Task statement: Give the data again exactly as written, skipping any pictures.

Material to process:
··········
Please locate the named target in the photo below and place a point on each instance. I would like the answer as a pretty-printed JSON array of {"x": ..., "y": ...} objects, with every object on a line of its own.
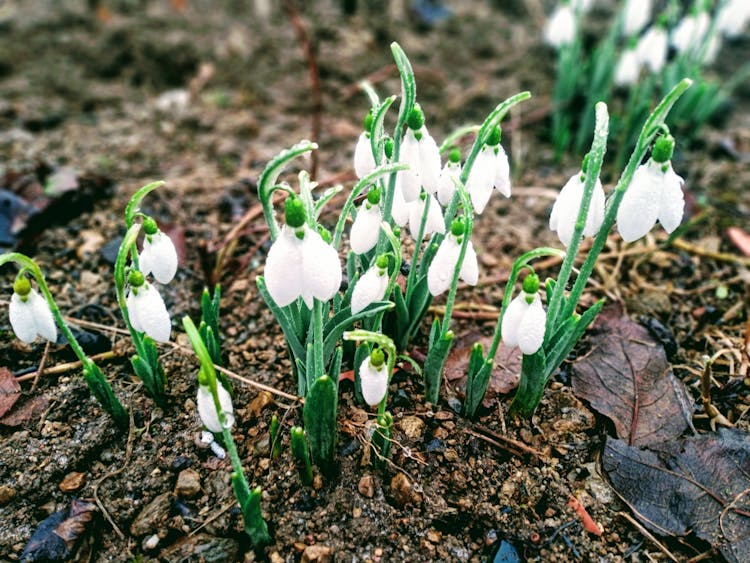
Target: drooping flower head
[
  {"x": 146, "y": 308},
  {"x": 364, "y": 161},
  {"x": 655, "y": 193},
  {"x": 207, "y": 407},
  {"x": 366, "y": 227},
  {"x": 525, "y": 319},
  {"x": 490, "y": 170},
  {"x": 443, "y": 266},
  {"x": 29, "y": 312},
  {"x": 371, "y": 286},
  {"x": 373, "y": 377},
  {"x": 568, "y": 203},
  {"x": 450, "y": 173},
  {"x": 561, "y": 26},
  {"x": 300, "y": 263},
  {"x": 159, "y": 256},
  {"x": 420, "y": 151}
]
··········
Right answer:
Please locate the named target in the photo below and place a point on each instance. I would like the answer as a pretty-printed JSON array of {"x": ..., "y": ...} objects, with every object on a line of its own.
Target: drooping flower head
[
  {"x": 146, "y": 308},
  {"x": 364, "y": 161},
  {"x": 655, "y": 193},
  {"x": 207, "y": 407},
  {"x": 366, "y": 227},
  {"x": 525, "y": 319},
  {"x": 490, "y": 170},
  {"x": 443, "y": 266},
  {"x": 29, "y": 312},
  {"x": 371, "y": 286},
  {"x": 373, "y": 377},
  {"x": 568, "y": 203},
  {"x": 450, "y": 173},
  {"x": 561, "y": 26},
  {"x": 300, "y": 263},
  {"x": 159, "y": 256},
  {"x": 420, "y": 151}
]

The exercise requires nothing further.